_What you should do_
Reproduce the material exactly, omitting nothing.
++++ Exercise data ++++
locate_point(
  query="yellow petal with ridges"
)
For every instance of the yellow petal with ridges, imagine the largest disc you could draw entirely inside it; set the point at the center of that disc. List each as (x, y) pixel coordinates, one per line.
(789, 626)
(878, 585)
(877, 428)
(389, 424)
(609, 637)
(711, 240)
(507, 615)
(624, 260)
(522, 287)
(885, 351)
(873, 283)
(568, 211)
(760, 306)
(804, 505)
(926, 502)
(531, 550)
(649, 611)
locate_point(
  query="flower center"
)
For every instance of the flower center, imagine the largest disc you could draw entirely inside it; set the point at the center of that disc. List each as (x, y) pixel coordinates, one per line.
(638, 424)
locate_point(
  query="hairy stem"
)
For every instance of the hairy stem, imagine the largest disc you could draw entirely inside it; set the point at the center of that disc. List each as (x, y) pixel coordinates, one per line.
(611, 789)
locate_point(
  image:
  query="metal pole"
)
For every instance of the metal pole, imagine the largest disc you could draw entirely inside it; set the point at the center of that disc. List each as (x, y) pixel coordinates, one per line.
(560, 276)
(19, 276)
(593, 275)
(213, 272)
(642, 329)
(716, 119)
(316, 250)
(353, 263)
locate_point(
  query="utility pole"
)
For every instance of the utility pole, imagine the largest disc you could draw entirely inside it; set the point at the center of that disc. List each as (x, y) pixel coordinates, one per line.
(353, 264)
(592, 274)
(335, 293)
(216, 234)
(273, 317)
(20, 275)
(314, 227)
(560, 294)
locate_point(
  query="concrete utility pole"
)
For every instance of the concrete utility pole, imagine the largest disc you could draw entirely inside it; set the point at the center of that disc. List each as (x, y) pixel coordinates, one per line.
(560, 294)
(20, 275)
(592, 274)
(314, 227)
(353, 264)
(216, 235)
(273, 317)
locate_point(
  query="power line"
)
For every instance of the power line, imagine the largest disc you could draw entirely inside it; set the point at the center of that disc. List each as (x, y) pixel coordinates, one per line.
++++
_The completed task_
locate_point(
  query="yellow petal with ridges"
)
For every instance of the yellow petal with ridges, imagine the largest disc you could draw entirely inside it; set the point at the center of that disc. List each as (x, y) pixel coordinates, one per line.
(789, 626)
(878, 585)
(877, 428)
(389, 424)
(609, 637)
(711, 240)
(507, 615)
(624, 260)
(522, 287)
(885, 351)
(873, 283)
(568, 211)
(760, 306)
(804, 505)
(926, 502)
(531, 550)
(649, 611)
locate_point(
  query="flower center"
)
For every instance of the flower center, imagine the largest disc you could draw entirely inside it; set the point at the center of that disc. List each as (x, y) pixel coordinates, one per line.
(638, 424)
locate_point(
  query="hairy stem"
)
For every instance of the hairy stem, imagine the largest disc you could draw entirely inside it; set the point at the center of that disc. List each as (x, y) pixel coordinates, one per line.
(611, 789)
locate_point(
  image:
  query="metal pole"
)
For every instance of the metal pole, imagine the largest disc you could draw entirely inside it; set the point at the center of that disc. List each as (x, y) pixel coordinates, one per line.
(560, 276)
(19, 276)
(593, 275)
(213, 272)
(642, 329)
(716, 119)
(316, 250)
(353, 263)
locate_point(
  query="utility pole"
)
For every instance of the utility pole, imagine the largest disc you could draw entirely inside it; set the point at the center of that disc. List each as (x, y) pixel coordinates, one per line.
(353, 264)
(592, 274)
(335, 293)
(216, 234)
(273, 317)
(20, 275)
(314, 227)
(560, 294)
locate_point(
  query="concrete utility pole"
)
For every instance of the concrete utility pole, imagine the largest disc you could draw entirely inside it; set the point at the center of that disc. List each as (x, y) pixel coordinates, one per line.
(560, 294)
(20, 275)
(592, 274)
(314, 227)
(353, 264)
(216, 235)
(273, 317)
locate_point(
  query="power line"
)
For every instance of the power line, imagine the largest disc you could draw entirely inside it; set the point at the center of that disc. List each as (x, y) pixel coordinates, one per line.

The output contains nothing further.